(Supplied data begins)
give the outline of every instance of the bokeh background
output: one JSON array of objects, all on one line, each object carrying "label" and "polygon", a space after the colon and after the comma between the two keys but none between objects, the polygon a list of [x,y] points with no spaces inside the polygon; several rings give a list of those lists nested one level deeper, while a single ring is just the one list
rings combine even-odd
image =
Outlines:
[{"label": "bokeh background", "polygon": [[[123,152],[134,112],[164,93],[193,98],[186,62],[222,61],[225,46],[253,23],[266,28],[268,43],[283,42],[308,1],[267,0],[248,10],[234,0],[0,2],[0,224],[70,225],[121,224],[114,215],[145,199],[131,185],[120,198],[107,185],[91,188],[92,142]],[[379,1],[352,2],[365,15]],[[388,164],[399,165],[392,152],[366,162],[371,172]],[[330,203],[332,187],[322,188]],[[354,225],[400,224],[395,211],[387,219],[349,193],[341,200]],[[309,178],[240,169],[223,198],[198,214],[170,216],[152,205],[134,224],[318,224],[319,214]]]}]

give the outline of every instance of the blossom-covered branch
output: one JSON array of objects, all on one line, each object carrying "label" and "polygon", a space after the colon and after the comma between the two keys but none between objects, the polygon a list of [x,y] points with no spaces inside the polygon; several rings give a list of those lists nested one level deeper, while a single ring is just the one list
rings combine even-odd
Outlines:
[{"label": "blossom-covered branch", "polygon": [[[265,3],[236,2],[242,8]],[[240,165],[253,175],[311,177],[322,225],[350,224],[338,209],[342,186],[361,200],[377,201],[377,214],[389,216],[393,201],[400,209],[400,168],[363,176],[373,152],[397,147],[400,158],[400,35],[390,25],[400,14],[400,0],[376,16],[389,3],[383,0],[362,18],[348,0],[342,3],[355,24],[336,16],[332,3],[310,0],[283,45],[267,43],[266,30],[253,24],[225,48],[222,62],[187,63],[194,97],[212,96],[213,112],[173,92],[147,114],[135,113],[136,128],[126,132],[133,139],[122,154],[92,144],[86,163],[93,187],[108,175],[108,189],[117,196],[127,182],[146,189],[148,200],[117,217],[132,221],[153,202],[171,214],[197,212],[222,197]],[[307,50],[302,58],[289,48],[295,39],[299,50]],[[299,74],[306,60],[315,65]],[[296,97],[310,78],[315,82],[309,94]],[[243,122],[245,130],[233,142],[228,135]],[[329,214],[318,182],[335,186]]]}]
(Supplied data ends)
Action item:
Wherever a line of the records above contains the string "give", copy that line out.

Answer area:
give the outline of every instance of the bokeh background
output: one JSON array of objects, all on one line, each object carrying "label" and "polygon", a space after the colon and after the comma between the two keys but none between objects, the polygon a list of [x,y] points with no spaces inside the polygon; several rings give a list of those lists nested one level deeper, while a single ring is just the one list
give the outline of every instance of the blossom-covered branch
output: one JSON array of objects, all on one line, each object carrying "label" and "polygon", a space after the colon and after the comma between the two keys but none between objects, the polygon a list of [x,y] points with no spaces inside the polygon; several rings give a list of those lists nested one level deeper, while a single ring is just the one list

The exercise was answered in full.